ACTIVITY: Using the material below, return exactly the lines between the one holding "point_to marks one point per instance of the front" and the one holding "point_to marks one point per instance of the off-road", inclusive, and no others.

THE RECORDS:
----

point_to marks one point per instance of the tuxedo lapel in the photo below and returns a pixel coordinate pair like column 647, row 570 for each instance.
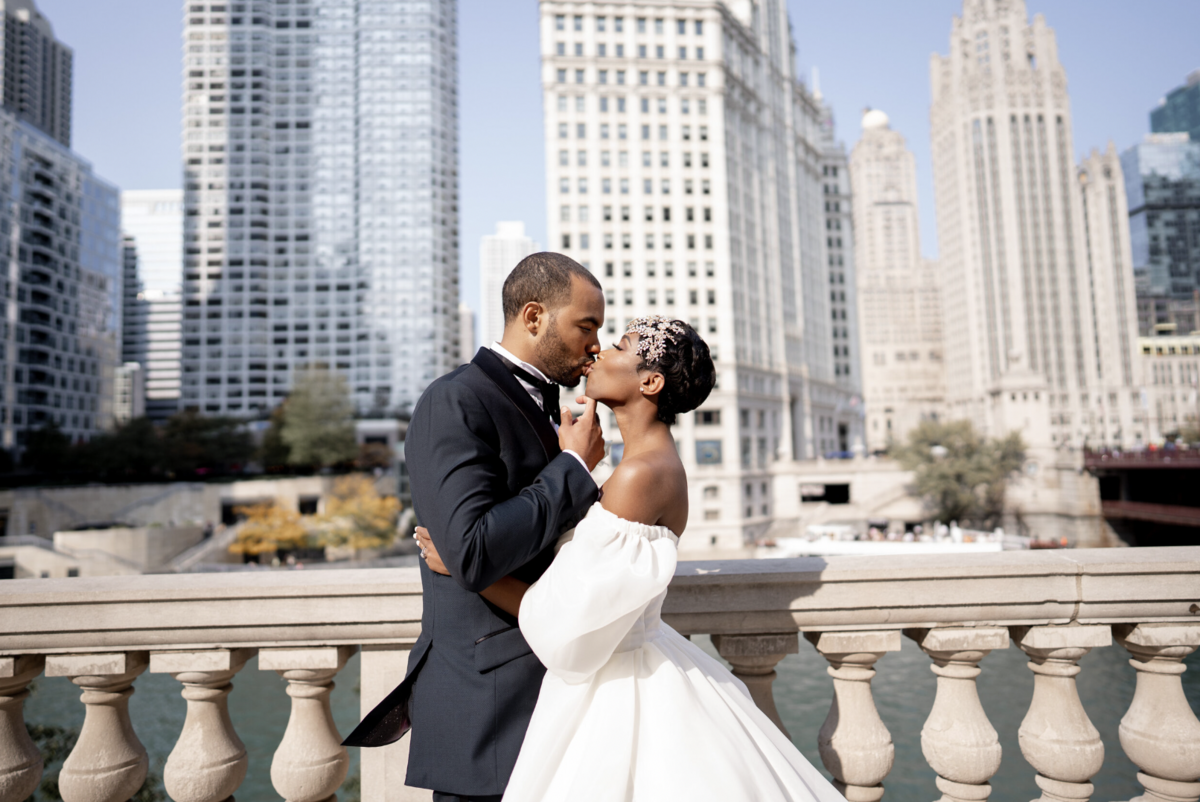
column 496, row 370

----

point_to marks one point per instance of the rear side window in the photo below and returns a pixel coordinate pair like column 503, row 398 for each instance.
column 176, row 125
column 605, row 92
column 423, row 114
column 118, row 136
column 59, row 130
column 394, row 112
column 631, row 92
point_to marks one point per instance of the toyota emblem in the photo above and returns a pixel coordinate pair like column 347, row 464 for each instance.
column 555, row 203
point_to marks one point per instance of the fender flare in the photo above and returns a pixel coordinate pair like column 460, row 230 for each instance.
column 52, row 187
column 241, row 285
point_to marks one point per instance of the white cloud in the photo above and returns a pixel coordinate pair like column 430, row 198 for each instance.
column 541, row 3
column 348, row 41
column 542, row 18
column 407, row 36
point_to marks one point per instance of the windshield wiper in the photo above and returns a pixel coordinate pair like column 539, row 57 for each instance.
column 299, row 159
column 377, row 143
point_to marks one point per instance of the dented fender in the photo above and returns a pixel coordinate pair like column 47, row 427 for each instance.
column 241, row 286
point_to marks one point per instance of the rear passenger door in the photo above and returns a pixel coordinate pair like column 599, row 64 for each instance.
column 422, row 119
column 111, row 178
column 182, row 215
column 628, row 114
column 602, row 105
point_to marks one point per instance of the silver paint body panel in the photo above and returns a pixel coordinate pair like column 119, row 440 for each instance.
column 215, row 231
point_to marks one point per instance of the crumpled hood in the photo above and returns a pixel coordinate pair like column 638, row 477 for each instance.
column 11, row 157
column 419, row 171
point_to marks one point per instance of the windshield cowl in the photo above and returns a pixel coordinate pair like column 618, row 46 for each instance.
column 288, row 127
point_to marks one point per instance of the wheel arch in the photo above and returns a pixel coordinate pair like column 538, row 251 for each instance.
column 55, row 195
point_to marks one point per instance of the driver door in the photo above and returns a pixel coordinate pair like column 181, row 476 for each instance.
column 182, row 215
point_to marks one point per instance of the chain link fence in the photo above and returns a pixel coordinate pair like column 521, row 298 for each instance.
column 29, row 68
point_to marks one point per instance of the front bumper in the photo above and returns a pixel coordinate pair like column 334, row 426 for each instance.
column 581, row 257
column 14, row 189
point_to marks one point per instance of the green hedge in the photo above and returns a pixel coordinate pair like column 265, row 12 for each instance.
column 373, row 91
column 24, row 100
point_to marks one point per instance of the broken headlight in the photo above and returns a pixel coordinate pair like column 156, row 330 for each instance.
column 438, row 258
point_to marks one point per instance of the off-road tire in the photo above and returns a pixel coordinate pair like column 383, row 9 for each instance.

----

OUTPUT OF THE TASK:
point_to marks one point per instance of the front bumper in the photo above and returns a pixel coordinate pair like column 334, row 426 for each instance.
column 581, row 257
column 14, row 189
point_to marks one point per instance of the green hedge in the photo above and returns a pixel coordinate pair like column 265, row 12 for each instance.
column 373, row 91
column 24, row 100
point_to marks one point per instance of the broken headlight in the photo above and returns a pixel coordinate pair like column 156, row 330 for each instance.
column 438, row 258
point_to marks one point per instance of the off-road tire in the photo above and returns a pixel coordinate pair like column 383, row 9 for each instance.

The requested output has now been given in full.